◆ WHAT YOU WILL DO
Below are some records: retype them all exactly, but not the pictures.
----------
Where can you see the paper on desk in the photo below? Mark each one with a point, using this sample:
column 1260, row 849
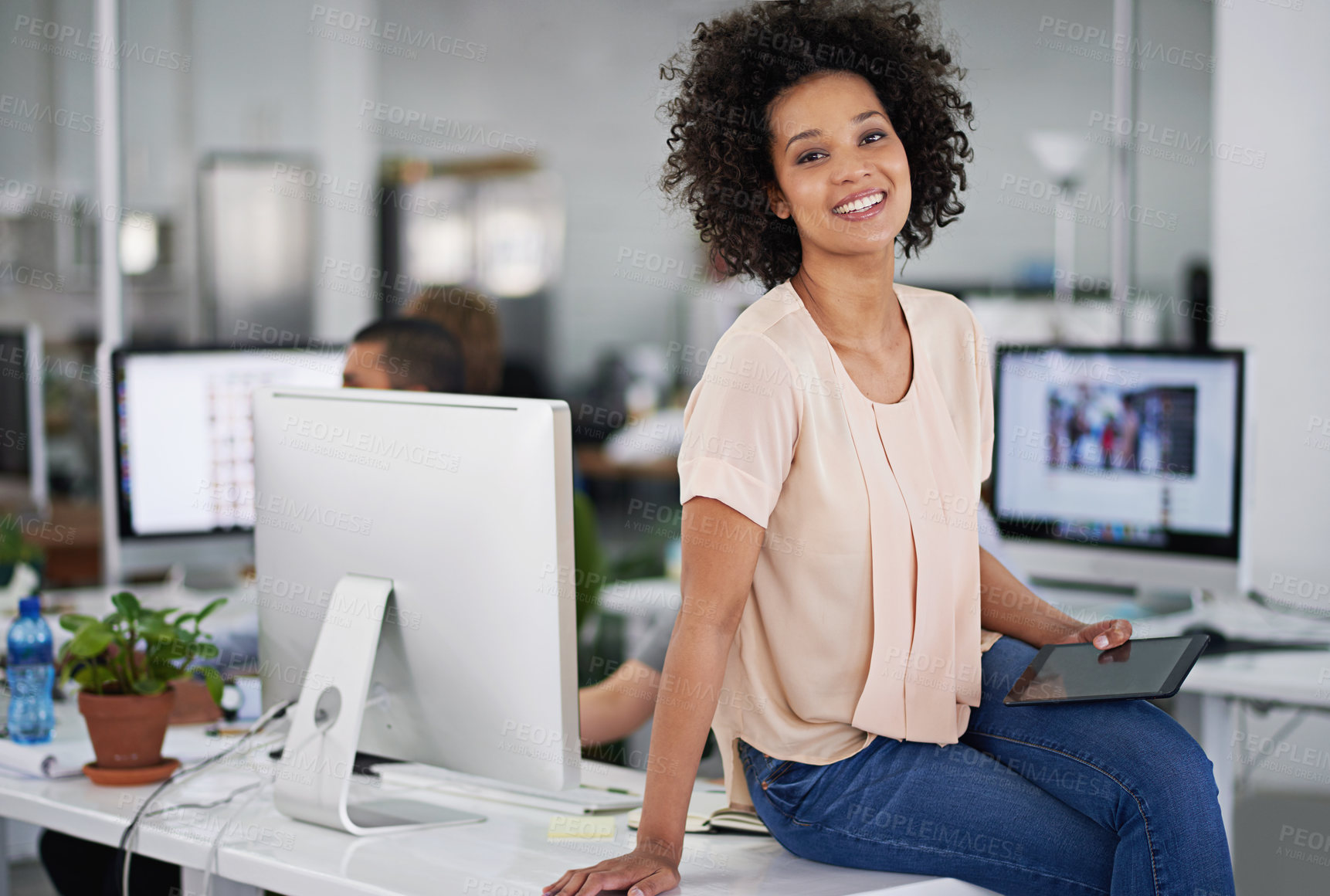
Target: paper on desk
column 582, row 827
column 55, row 759
column 71, row 748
----------
◆ EXERCISE OUTPUT
Where can you see the paper on desk in the photo below? Mark each one with a point, using this sample:
column 1260, row 849
Target: paper on desk
column 582, row 827
column 55, row 759
column 71, row 748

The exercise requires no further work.